▶ [Problem to solve]:
Starting at the line below holding "eyebrow in the photo above." and stopping at the line holding "shoulder in the photo above.", print every line exactly, both ends included, and leave the rest out.
....
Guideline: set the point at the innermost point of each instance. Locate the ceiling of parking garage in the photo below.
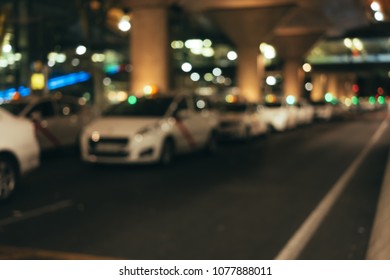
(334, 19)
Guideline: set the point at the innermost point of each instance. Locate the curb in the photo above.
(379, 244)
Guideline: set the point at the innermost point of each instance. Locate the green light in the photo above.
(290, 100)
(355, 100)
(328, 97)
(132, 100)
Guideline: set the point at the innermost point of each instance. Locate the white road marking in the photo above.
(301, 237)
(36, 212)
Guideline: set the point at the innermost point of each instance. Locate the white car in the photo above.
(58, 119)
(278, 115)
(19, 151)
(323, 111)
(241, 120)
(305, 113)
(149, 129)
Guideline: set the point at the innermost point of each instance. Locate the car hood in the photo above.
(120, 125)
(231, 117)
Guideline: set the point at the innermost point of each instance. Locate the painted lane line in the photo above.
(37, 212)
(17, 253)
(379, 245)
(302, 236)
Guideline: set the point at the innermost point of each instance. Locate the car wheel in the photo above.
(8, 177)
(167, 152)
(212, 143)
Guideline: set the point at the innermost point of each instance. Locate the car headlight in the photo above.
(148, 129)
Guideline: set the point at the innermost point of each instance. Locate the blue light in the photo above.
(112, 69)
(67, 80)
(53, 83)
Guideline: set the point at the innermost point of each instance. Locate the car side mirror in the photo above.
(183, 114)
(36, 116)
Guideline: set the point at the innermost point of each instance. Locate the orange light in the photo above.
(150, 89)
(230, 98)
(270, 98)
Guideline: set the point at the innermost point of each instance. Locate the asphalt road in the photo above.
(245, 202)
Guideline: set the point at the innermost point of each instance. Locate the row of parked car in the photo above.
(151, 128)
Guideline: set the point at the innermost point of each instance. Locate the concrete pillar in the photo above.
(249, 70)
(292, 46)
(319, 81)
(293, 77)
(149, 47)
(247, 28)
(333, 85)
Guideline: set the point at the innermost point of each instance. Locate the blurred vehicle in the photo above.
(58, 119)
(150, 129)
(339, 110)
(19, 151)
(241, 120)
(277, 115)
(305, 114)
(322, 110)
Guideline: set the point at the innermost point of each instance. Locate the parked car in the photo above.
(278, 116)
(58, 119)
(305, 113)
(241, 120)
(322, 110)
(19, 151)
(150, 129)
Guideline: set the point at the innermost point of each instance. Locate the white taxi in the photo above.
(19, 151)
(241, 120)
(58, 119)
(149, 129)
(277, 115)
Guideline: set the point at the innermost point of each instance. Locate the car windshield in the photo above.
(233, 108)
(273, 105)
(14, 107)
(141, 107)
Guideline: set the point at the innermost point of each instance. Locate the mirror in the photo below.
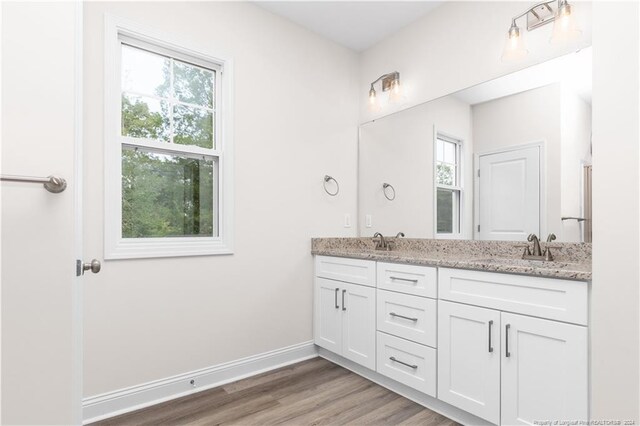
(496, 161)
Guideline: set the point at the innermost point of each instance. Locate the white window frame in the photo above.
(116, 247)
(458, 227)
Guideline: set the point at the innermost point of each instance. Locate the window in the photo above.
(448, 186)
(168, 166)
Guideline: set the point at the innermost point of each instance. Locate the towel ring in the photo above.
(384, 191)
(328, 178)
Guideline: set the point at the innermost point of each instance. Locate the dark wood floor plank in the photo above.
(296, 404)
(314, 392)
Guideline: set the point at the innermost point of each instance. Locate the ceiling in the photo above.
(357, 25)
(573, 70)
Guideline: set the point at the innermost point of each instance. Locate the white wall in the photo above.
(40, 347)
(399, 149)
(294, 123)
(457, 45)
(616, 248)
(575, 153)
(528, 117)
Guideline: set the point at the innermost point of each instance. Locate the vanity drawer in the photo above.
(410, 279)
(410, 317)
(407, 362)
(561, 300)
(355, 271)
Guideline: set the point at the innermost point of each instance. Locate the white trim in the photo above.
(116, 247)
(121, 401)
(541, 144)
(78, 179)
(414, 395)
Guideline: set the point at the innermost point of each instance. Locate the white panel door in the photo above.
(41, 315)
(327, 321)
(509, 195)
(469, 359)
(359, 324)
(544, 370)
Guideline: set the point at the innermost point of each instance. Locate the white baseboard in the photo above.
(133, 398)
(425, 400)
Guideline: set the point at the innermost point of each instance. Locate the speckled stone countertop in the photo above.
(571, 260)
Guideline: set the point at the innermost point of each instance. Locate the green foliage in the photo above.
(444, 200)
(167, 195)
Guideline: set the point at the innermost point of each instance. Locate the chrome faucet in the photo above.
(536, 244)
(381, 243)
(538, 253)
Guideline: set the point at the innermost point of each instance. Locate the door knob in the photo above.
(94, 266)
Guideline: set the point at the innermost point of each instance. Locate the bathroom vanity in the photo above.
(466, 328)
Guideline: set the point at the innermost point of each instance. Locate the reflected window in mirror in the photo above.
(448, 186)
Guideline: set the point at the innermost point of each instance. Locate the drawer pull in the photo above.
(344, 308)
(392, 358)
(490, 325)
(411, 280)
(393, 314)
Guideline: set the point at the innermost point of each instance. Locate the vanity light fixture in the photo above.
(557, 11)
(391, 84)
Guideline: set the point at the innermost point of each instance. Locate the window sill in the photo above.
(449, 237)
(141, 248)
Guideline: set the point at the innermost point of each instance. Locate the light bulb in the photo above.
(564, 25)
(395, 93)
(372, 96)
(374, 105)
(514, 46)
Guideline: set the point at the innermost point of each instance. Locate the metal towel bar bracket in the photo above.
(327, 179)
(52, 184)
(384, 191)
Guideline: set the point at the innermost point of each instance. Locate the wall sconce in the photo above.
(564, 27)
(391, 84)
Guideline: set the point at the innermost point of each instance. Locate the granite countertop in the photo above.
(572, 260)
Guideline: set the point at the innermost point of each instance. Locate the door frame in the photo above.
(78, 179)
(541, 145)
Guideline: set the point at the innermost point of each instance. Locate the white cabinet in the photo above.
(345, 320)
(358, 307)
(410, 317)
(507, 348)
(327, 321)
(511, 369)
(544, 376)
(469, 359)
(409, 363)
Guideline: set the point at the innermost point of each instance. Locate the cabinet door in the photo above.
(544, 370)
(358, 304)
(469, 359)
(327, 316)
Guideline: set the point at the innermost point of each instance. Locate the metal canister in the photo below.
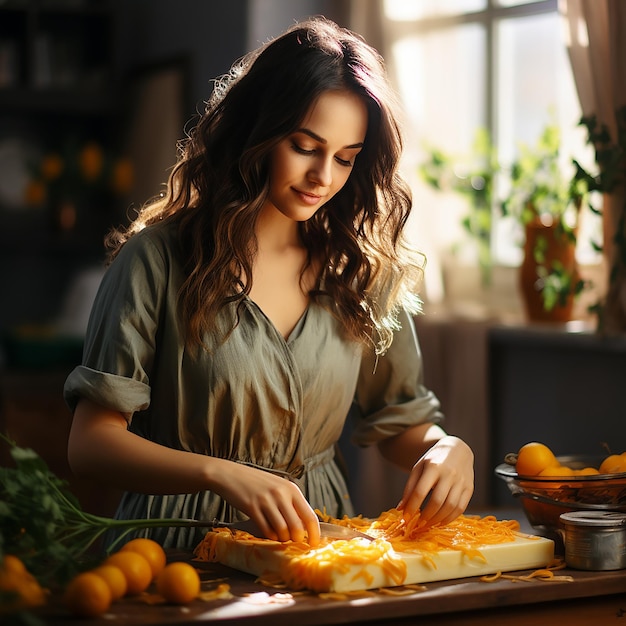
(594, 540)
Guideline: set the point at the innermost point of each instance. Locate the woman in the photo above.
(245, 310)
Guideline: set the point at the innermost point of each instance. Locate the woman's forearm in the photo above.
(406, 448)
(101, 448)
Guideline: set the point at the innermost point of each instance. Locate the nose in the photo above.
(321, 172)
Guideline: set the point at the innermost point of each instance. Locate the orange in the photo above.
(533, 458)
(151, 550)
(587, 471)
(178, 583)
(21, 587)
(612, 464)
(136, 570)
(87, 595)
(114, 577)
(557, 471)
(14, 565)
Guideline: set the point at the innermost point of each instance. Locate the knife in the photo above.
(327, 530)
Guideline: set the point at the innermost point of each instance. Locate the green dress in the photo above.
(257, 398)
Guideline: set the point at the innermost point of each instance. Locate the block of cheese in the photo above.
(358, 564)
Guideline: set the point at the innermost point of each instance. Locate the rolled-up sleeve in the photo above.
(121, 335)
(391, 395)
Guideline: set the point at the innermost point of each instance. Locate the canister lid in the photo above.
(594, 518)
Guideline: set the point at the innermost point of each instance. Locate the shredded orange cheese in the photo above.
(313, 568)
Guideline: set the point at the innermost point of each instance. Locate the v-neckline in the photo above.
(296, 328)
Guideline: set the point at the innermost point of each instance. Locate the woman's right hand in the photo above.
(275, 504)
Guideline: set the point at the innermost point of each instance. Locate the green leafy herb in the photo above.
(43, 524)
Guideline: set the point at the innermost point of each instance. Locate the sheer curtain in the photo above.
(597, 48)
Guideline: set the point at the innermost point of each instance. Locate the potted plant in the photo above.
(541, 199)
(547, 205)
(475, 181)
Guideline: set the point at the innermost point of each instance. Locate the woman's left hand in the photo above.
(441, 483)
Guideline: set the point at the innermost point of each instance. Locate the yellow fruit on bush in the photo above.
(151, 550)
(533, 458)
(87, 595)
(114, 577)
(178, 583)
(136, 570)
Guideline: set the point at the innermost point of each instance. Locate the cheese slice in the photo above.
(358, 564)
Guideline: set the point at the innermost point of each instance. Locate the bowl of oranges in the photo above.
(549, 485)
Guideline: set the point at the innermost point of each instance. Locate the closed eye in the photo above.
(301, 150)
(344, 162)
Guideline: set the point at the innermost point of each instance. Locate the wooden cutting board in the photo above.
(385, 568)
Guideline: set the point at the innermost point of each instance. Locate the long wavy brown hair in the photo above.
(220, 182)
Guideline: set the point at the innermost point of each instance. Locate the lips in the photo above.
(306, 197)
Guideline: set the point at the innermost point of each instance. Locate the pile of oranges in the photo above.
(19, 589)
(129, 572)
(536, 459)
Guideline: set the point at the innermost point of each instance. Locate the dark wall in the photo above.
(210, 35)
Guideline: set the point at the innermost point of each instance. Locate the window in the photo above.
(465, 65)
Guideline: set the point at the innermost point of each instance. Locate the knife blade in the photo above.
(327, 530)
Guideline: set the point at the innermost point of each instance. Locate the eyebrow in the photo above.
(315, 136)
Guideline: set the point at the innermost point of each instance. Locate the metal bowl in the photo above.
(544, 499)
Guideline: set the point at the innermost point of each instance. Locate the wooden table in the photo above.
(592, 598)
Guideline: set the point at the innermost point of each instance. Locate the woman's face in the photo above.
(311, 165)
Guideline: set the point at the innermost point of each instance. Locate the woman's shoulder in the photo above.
....
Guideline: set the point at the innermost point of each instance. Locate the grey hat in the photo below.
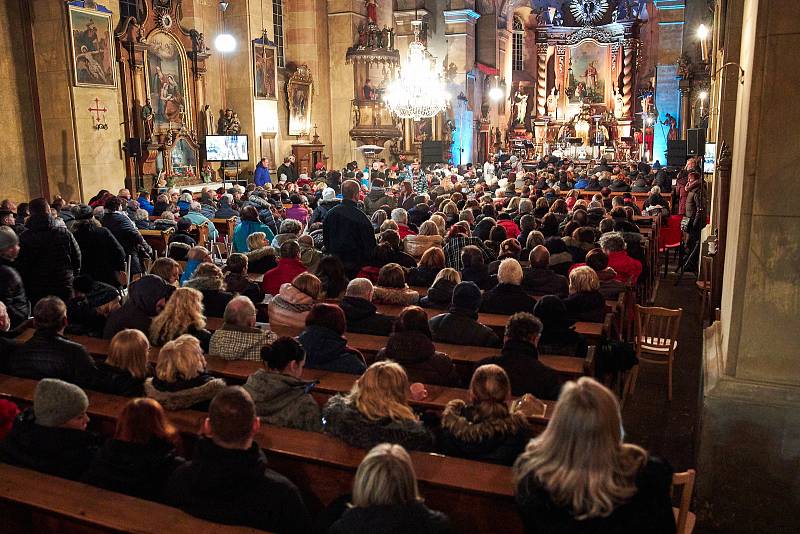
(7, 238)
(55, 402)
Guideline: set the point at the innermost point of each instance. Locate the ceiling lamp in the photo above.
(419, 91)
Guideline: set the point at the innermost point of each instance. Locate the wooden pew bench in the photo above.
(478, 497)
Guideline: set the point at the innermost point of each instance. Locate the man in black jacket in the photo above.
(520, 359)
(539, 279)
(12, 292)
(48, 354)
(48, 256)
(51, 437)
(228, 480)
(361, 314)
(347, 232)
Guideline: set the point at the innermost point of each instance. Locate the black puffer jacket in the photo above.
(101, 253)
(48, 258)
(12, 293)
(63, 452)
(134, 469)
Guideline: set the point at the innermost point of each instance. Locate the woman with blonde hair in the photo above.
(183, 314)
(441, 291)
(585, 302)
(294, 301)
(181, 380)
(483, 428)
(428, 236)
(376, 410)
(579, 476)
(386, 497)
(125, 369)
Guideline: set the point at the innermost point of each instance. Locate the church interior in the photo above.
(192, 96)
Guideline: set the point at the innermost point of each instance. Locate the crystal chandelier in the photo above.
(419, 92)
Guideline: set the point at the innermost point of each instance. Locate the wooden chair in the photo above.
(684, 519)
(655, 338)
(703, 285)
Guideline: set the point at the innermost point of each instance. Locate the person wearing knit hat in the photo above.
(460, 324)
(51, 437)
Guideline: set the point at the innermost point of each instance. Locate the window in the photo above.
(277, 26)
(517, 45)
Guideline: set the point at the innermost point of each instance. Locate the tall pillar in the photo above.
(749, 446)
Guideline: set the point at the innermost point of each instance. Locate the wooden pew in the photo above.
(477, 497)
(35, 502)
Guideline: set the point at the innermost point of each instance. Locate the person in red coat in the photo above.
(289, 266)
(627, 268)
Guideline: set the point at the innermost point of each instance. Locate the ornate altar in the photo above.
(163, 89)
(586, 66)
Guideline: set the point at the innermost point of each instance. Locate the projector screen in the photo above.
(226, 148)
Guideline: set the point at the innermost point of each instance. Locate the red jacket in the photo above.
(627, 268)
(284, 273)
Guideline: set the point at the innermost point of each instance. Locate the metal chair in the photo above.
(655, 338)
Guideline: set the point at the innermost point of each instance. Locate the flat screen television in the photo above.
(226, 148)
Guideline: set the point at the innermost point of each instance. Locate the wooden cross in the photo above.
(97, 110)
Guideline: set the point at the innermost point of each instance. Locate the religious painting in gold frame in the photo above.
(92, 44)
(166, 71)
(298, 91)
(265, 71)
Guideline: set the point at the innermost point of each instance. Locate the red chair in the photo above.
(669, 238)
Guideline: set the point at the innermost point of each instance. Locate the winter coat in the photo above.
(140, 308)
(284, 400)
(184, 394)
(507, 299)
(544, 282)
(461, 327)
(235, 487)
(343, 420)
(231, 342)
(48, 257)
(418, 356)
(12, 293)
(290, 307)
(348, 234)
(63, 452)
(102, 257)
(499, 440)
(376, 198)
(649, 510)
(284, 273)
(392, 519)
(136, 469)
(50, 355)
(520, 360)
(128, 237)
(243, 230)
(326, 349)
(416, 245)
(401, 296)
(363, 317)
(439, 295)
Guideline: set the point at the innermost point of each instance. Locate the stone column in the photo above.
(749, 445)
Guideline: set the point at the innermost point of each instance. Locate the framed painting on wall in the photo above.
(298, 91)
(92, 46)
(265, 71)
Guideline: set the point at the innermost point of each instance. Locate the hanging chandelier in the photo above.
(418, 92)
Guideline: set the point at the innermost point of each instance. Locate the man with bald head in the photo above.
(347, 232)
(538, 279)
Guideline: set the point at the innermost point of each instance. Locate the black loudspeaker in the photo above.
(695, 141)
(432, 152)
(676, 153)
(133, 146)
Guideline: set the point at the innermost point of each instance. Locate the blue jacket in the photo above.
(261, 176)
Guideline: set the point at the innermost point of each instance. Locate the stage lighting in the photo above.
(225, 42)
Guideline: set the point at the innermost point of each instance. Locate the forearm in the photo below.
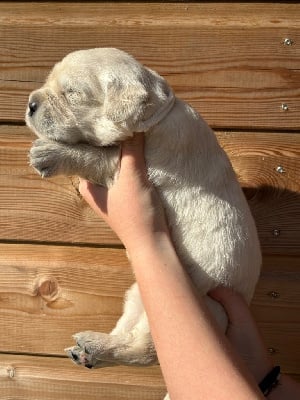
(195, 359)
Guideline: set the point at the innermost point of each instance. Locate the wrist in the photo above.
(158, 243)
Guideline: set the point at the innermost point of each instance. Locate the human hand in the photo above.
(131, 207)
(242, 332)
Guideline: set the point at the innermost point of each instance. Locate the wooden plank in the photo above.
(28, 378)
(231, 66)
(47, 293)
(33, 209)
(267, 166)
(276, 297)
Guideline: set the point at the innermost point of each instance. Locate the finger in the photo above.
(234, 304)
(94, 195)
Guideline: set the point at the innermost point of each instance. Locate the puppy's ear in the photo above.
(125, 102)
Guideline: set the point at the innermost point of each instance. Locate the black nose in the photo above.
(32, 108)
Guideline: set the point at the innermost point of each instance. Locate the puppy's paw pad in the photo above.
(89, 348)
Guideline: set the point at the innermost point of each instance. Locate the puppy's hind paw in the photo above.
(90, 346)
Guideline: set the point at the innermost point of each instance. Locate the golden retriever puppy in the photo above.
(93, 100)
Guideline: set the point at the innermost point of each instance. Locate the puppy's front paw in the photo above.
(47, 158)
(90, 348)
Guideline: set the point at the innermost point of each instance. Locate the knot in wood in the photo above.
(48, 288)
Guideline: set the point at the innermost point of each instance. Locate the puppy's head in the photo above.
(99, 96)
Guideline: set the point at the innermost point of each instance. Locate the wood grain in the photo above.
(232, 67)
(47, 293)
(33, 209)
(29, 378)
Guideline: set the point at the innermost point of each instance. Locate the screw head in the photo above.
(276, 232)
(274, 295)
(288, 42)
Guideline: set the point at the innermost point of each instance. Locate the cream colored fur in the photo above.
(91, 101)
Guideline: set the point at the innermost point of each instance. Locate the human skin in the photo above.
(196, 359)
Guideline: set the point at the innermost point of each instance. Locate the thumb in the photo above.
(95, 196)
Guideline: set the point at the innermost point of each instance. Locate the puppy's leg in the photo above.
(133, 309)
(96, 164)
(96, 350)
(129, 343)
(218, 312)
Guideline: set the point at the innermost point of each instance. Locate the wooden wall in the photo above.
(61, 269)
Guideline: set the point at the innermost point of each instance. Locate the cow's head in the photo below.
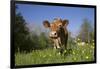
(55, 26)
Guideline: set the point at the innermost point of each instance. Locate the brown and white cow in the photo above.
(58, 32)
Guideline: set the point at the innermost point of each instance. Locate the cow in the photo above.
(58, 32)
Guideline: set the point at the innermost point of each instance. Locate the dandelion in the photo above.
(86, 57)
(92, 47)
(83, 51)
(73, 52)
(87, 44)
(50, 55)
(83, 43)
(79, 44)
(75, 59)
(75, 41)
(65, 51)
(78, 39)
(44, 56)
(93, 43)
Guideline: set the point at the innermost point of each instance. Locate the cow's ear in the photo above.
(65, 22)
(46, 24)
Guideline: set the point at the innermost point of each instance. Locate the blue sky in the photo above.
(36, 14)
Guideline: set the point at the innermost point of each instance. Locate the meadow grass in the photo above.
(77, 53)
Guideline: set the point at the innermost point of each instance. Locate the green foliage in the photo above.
....
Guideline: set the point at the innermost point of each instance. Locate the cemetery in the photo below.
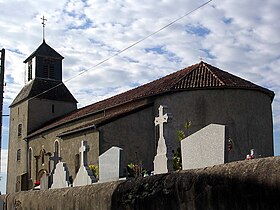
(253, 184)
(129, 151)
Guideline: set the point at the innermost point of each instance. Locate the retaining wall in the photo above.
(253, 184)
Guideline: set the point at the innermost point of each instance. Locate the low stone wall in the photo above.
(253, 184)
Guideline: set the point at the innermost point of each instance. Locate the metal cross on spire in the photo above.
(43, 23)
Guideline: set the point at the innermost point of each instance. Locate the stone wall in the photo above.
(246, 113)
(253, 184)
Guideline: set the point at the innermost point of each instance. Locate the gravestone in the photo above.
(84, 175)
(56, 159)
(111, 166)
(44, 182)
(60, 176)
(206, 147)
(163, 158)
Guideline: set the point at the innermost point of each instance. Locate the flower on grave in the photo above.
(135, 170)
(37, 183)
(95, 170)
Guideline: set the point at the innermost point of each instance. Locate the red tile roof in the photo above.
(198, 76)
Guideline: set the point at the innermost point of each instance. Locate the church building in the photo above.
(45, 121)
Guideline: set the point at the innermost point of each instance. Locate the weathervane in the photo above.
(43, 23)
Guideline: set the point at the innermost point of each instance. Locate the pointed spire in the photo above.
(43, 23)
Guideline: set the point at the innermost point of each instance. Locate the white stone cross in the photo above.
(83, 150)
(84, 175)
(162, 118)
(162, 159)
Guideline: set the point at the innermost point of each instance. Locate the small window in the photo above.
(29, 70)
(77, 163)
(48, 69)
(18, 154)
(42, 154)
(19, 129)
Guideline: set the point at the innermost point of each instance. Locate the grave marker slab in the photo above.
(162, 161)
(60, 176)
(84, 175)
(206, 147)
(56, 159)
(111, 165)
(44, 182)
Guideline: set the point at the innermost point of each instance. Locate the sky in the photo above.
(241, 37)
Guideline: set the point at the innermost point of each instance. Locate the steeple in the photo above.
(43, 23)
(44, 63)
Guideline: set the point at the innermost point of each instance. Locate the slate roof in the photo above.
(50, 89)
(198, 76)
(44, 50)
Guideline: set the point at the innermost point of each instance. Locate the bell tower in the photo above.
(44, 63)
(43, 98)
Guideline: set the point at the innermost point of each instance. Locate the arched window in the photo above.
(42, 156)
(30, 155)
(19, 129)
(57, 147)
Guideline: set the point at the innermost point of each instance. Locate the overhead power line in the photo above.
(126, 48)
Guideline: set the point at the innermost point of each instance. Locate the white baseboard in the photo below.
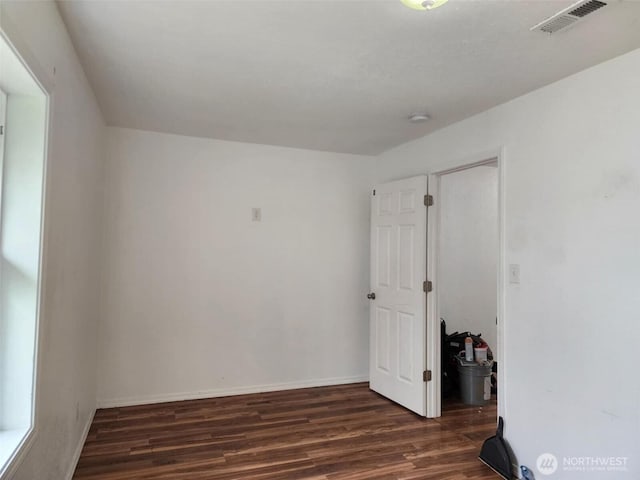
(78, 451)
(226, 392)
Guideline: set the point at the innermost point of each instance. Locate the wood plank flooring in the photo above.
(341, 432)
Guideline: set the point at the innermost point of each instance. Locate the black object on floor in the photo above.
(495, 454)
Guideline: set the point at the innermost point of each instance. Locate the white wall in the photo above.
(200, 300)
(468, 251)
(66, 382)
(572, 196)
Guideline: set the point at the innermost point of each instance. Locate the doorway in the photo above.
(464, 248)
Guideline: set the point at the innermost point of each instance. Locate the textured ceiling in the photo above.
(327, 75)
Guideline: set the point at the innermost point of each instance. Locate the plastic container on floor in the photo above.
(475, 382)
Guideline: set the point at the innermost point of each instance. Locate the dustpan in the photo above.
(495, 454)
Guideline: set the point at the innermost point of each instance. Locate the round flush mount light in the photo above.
....
▶ [Task answer]:
Guideline: set the point at the innermost point of each instance. Locate the eyebrow in the photo above.
(315, 136)
Guideline: set the point at the innermost point of each instance. Locate the metal bowl in the photo above.
(544, 499)
Guideline: set the point at the innermost point of each instance. Locate the wooden table in the photo above.
(592, 598)
Guideline: set the point at the innermost point of each instance. Locate the woman's face in the photo above.
(311, 165)
Guideline: set the point at the innermost point of each instance. Locate the woman's shoulder in the photo above.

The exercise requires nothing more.